[EXERCISE OBJECTIVE]: Please rewrite the items below from the line with "the man wearing" to the line with "<point>714,180</point>", both ends included, offsetting every coordinate in the answers by 41 and leaving all other text unchanged.

◆ ◆ ◆ ◆

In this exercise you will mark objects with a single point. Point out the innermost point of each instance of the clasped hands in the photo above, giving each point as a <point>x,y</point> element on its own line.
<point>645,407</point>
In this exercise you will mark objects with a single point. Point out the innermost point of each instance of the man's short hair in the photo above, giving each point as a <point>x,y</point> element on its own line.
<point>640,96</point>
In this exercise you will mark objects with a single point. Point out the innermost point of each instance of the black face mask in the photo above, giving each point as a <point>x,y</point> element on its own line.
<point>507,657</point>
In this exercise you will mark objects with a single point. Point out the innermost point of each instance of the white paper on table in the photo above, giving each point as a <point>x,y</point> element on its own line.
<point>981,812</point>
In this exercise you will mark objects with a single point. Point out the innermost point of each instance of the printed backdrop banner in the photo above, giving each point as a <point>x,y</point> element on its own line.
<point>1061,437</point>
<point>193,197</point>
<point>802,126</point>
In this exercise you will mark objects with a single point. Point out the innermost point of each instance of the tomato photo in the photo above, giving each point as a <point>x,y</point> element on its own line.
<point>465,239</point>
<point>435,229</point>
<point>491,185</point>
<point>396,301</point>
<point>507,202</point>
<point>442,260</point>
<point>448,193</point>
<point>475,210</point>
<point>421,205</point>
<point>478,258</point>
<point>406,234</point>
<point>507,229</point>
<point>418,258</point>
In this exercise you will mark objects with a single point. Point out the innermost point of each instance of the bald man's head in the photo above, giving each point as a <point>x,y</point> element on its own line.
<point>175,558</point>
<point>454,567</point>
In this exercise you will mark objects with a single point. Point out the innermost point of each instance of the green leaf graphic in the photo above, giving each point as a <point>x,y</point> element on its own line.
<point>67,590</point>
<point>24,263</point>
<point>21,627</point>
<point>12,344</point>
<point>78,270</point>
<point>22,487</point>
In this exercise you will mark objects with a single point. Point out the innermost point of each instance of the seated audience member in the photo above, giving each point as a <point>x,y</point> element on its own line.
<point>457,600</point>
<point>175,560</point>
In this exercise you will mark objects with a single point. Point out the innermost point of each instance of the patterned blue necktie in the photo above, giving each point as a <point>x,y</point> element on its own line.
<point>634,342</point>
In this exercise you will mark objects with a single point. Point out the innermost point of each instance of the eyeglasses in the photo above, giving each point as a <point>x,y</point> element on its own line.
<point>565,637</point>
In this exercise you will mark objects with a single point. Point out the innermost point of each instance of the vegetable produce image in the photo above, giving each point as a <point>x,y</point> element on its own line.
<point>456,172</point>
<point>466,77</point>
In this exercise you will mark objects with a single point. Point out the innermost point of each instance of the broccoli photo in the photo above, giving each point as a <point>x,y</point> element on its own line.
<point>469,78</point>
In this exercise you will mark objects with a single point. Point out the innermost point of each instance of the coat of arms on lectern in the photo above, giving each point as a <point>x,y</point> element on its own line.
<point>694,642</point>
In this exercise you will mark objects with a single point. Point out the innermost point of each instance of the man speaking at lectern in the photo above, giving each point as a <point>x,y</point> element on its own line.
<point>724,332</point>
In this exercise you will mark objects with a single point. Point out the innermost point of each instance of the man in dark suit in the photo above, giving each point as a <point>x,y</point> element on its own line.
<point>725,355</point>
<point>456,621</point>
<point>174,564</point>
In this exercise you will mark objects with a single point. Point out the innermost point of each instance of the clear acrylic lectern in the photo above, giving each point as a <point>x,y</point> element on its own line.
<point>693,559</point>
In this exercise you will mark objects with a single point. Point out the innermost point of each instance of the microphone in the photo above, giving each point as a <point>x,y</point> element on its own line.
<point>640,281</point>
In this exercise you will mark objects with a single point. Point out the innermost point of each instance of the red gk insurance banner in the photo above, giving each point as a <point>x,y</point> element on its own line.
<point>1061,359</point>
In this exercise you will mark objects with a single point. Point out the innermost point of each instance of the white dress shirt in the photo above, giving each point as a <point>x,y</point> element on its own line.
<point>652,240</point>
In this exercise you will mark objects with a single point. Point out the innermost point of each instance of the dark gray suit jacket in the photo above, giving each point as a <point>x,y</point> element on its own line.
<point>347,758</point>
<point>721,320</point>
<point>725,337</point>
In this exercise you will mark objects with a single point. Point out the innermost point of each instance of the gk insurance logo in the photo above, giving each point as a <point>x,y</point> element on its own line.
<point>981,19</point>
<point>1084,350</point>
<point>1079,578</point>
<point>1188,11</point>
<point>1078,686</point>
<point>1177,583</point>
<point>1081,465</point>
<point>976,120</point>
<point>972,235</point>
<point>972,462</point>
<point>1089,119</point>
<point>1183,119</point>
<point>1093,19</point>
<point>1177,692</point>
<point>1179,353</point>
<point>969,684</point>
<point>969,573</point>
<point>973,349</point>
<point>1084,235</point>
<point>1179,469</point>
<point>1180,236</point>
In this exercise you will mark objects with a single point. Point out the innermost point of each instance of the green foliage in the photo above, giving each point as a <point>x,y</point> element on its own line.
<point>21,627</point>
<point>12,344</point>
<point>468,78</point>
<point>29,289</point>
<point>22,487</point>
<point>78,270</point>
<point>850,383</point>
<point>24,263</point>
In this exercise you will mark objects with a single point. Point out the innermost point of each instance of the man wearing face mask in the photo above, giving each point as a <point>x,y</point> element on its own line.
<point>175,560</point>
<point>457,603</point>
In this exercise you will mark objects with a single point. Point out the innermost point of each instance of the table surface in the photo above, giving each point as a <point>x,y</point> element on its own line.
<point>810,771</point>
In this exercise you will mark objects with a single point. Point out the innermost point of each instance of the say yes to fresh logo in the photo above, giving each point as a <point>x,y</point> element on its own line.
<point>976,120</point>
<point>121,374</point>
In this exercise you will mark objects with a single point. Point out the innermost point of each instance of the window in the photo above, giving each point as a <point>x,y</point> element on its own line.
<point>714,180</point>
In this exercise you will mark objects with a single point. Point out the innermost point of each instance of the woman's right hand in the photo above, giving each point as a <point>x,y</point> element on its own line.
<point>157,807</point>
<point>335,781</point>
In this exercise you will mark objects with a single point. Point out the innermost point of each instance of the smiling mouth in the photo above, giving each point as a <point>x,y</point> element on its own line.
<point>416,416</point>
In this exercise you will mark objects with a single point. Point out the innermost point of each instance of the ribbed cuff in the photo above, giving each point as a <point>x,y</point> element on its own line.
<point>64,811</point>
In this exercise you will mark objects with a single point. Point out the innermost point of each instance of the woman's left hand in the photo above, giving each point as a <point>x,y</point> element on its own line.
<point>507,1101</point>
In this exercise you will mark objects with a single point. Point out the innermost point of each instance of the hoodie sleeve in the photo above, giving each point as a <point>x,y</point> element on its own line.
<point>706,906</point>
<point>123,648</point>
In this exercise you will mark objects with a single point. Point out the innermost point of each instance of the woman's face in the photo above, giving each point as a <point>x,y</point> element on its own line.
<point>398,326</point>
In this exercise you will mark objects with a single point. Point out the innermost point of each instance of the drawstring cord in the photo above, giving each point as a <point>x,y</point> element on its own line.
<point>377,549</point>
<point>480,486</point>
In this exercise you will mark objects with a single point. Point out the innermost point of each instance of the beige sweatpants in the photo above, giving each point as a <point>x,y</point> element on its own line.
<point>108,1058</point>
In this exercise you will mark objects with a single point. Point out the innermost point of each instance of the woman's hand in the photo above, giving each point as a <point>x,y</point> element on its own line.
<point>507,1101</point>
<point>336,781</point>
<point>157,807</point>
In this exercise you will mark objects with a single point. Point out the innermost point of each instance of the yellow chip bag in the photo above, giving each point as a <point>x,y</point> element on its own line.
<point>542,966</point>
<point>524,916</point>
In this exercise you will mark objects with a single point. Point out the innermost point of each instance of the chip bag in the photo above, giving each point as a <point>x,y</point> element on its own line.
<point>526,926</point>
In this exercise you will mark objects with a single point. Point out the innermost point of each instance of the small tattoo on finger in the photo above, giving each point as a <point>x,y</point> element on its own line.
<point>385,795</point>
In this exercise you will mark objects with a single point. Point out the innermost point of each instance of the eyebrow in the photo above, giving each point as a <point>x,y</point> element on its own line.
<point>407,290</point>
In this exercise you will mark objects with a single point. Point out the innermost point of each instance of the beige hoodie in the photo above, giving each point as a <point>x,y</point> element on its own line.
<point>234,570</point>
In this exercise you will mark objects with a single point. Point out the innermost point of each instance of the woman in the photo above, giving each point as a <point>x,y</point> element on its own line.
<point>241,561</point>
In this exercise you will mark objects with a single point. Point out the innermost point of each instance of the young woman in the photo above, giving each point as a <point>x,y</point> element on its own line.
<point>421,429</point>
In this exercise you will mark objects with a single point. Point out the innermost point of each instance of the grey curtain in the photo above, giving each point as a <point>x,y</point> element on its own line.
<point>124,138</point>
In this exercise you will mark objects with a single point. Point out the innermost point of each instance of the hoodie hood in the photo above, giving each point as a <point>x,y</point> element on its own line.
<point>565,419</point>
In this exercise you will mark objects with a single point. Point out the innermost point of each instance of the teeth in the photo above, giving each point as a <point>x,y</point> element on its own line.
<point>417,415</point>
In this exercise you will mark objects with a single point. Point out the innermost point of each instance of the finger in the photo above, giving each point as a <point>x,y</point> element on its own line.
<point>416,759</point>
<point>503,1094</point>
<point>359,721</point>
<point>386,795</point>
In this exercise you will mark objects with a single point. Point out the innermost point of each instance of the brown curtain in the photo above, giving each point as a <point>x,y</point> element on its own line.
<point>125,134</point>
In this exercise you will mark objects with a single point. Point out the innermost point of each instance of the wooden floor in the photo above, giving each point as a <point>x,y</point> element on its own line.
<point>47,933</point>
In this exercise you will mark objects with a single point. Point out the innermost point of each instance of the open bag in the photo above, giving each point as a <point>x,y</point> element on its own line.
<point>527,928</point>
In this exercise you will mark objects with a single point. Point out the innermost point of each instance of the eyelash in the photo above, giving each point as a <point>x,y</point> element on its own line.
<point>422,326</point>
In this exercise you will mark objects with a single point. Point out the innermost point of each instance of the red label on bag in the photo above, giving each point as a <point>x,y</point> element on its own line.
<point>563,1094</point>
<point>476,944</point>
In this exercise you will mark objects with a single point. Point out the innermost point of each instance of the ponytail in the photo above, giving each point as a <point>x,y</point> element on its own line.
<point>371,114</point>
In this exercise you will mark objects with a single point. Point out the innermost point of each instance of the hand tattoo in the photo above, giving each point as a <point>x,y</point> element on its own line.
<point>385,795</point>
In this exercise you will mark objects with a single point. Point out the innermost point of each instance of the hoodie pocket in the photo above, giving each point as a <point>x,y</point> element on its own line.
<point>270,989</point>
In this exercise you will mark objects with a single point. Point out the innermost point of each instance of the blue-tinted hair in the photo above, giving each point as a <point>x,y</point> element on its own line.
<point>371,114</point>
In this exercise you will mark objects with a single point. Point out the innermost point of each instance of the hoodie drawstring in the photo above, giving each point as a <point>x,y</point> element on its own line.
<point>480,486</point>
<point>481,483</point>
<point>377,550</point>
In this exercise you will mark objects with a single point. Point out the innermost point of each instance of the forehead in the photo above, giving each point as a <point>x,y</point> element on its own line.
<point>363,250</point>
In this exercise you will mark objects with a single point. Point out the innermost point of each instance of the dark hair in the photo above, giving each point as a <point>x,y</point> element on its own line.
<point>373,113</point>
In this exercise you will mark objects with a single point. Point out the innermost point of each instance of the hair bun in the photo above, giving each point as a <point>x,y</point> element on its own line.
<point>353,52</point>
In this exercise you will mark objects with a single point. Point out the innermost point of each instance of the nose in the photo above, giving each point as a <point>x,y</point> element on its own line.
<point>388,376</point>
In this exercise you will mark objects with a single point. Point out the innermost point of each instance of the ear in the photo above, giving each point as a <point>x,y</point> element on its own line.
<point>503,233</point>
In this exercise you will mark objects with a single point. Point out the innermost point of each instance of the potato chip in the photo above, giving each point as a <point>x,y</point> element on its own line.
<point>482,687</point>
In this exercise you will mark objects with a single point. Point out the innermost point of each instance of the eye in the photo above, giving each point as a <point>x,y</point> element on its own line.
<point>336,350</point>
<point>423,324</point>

◆ ◆ ◆ ◆

[OUTPUT OF THE EXERCISE]:
In this exercise you will mark objects with a single point. Point out the innermost point of each instance of the man wearing face mask in the photo above, giving each point as a <point>x,y</point> element on its own line.
<point>216,601</point>
<point>498,644</point>
In this exercise you will mark objects with a single point. Point out the innermost point of each instance of the table surface in the photo above, giving each point as a <point>x,y</point> element on its own line.
<point>851,812</point>
In this exercise you will mark objects with a single point. Point out the innermost point of each instance of the say yes to fresh logo in the photo above, giving each point as a <point>x,y</point> element on its own line.
<point>1017,161</point>
<point>162,415</point>
In this exercise you will mark objects with a single point. Point out the innermost point of each instance of the window in the photo above, giving each point as a <point>x,y</point> element on its own line.
<point>755,221</point>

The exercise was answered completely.